To do: Give back exactly the lines from the one containing "point: dense vegetation" through the end of the records, including both, and no others.

Point-based annotation data
^^^^^^^^
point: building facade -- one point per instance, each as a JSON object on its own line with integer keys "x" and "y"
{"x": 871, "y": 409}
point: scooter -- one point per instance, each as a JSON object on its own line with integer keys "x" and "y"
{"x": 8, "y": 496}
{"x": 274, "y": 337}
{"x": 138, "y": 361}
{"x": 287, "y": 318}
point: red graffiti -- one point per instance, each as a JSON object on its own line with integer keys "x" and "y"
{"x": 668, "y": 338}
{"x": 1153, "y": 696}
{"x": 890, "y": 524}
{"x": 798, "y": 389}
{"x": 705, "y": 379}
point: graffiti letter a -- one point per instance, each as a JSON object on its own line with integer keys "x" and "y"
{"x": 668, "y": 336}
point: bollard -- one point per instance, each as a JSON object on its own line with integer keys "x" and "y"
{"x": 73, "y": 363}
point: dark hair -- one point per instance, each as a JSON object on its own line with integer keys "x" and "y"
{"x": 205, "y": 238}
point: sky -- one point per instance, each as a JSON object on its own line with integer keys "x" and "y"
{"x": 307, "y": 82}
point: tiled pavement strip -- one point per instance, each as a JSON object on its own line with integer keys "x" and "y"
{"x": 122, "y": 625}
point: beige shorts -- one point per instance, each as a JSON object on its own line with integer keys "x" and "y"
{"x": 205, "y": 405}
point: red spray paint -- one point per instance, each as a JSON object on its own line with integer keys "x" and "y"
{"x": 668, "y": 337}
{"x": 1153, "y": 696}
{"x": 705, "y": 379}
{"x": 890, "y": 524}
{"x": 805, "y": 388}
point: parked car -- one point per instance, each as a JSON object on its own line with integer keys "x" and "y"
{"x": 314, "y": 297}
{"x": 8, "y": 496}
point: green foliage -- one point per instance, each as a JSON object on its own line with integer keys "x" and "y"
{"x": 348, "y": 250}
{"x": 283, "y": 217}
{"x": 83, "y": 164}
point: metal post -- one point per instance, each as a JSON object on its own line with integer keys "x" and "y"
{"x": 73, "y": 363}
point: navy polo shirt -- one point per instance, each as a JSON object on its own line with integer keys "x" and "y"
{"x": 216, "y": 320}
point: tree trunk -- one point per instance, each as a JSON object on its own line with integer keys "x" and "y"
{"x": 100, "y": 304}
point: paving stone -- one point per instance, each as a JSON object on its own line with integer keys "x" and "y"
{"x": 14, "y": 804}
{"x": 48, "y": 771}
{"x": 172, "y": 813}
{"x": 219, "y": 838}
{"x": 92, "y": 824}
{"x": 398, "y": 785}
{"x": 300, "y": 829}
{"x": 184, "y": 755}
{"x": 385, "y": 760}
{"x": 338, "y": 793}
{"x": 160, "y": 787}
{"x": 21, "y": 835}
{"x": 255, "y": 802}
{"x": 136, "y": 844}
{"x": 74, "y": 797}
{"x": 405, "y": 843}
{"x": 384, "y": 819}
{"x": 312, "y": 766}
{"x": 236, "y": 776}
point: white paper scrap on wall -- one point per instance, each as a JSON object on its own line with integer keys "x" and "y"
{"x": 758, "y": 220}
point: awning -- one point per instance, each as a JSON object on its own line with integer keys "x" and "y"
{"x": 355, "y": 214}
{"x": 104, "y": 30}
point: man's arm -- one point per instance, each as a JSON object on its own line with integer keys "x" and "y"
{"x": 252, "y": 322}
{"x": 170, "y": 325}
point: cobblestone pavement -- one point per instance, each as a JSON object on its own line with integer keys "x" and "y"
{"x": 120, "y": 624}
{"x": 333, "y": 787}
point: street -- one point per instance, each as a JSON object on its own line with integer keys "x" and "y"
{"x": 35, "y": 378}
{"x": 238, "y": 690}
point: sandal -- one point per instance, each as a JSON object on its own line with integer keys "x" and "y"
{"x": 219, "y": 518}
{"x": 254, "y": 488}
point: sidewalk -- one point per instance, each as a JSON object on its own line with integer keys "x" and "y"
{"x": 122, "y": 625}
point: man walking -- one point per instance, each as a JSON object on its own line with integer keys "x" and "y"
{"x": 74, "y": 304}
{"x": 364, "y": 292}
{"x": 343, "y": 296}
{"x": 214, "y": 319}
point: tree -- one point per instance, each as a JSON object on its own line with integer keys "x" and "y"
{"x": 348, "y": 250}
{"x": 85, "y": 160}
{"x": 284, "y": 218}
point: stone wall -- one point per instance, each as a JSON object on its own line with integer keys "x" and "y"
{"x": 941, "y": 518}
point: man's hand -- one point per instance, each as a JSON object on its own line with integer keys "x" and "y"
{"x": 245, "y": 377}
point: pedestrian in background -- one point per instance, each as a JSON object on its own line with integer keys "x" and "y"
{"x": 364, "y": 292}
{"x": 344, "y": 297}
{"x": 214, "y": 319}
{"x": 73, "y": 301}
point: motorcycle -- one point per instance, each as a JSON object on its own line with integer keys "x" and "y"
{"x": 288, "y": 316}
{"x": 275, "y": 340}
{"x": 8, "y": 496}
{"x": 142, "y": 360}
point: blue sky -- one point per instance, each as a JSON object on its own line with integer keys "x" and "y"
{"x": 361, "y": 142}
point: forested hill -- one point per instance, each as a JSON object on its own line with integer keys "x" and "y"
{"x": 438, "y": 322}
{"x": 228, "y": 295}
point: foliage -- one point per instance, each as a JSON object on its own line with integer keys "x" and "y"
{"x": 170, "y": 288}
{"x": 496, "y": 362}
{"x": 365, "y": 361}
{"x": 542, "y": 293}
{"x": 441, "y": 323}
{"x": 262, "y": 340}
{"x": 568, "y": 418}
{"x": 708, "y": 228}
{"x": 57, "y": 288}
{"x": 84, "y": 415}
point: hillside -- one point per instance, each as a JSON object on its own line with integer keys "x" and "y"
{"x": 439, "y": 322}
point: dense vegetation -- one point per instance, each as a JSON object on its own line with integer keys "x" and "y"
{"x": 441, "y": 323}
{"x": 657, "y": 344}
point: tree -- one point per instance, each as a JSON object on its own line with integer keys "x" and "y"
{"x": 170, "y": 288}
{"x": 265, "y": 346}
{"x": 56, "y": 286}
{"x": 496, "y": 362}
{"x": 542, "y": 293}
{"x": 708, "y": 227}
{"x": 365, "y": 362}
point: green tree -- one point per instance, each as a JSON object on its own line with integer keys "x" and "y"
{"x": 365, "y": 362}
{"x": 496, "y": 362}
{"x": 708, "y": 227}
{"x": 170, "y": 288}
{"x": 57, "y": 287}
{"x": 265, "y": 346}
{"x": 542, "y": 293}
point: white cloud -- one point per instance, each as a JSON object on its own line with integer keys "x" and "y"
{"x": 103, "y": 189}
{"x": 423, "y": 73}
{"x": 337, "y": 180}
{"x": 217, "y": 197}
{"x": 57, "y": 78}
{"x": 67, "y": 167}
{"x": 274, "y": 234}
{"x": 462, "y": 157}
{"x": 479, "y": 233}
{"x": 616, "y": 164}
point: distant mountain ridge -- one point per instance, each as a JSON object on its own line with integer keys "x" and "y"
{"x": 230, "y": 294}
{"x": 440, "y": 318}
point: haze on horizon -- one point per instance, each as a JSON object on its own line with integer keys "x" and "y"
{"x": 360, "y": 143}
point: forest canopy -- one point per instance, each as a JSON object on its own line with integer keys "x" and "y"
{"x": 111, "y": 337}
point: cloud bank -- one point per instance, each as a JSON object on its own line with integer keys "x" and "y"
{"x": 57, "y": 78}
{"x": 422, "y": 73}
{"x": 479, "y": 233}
^^^^^^^^
Solution for this exercise:
point: dense vegetation -- one point per instance, each as a JSON object on its own line with integer keys "x" and "y"
{"x": 441, "y": 323}
{"x": 657, "y": 344}
point: tree -- one point per instance, each as a JSON object on its own line with integer keys "x" and "y"
{"x": 170, "y": 288}
{"x": 265, "y": 346}
{"x": 56, "y": 286}
{"x": 496, "y": 362}
{"x": 542, "y": 293}
{"x": 708, "y": 227}
{"x": 365, "y": 362}
point: green tree -- one point per instance, each as a JSON object on its own line with integer keys "x" and "y"
{"x": 365, "y": 362}
{"x": 496, "y": 362}
{"x": 708, "y": 227}
{"x": 170, "y": 288}
{"x": 57, "y": 287}
{"x": 265, "y": 346}
{"x": 542, "y": 293}
point: white cloud -- one point per instance, each as a JSON object on its own line with integer keys "x" and "y"
{"x": 103, "y": 189}
{"x": 423, "y": 73}
{"x": 337, "y": 180}
{"x": 217, "y": 197}
{"x": 57, "y": 78}
{"x": 67, "y": 167}
{"x": 274, "y": 234}
{"x": 462, "y": 157}
{"x": 479, "y": 233}
{"x": 616, "y": 164}
point: distant mountain ridge -- one point per instance, each as a JSON object on its own line with integer keys "x" and "y"
{"x": 230, "y": 294}
{"x": 440, "y": 318}
point: haze on horizon -- one point per instance, each as a JSON object on its own line with integer keys "x" and "y"
{"x": 360, "y": 143}
point: forest canopy -- one point per instance, each as a JSON object on its own line with integer keys "x" and "y"
{"x": 111, "y": 337}
point: cloud bank -- one point per instance, each as a JSON object on its own line with integer keys "x" and "y"
{"x": 57, "y": 78}
{"x": 422, "y": 73}
{"x": 479, "y": 233}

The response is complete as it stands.